**What to do:** All lines in the data below carrying the string "every" are to be located and copied.

[Segmentation mask data]

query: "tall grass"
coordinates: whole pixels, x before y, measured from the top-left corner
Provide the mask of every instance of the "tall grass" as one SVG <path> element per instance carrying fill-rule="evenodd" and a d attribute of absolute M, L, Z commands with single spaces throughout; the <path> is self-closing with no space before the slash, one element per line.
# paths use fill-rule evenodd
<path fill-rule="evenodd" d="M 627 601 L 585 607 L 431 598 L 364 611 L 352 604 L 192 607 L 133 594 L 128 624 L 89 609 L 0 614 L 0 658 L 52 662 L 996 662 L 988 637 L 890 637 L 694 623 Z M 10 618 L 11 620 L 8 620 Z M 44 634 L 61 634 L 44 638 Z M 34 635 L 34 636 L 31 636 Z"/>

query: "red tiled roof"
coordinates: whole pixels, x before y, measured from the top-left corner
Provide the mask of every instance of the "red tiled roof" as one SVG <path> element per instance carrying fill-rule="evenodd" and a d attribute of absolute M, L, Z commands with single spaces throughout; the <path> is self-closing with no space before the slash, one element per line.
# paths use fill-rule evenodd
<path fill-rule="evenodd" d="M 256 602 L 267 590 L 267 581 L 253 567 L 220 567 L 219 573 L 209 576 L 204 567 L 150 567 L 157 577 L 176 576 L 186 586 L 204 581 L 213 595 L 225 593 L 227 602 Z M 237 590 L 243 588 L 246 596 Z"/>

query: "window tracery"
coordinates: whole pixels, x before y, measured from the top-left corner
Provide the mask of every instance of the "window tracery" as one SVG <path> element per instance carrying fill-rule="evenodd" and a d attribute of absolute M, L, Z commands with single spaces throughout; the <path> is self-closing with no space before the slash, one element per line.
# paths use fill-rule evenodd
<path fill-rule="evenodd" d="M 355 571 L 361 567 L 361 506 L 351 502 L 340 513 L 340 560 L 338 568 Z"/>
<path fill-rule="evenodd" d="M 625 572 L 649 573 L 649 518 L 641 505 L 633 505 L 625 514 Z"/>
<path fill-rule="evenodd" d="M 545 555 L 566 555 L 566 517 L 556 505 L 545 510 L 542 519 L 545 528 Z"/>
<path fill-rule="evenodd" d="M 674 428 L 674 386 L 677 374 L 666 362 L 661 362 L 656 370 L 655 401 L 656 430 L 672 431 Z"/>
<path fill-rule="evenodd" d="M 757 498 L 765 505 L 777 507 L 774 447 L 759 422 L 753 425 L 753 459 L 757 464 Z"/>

**Response to this task:**
Provide the mask of every instance of the "tall grass" as one SVG <path> element per instance carrying fill-rule="evenodd" and a d attribute of absolute M, L, Z commands with single spaces throughout; the <path> is self-closing with no space before the slash, one element per line.
Provide the mask of every instance of the "red tiled roof" as one SVG <path> element per instance carrying fill-rule="evenodd" and a d attribute of absolute M, L, Z commands with single spaces throughout; the <path> is self-closing with no space before the slash, one element per line.
Provide the mask of every instance of the "window tracery" as one SVG <path> element per instance carrying fill-rule="evenodd" and a d attribute of absolute M, L, Z commands with single spaces throughout; the <path> is self-closing with no space before the slash, one element per line.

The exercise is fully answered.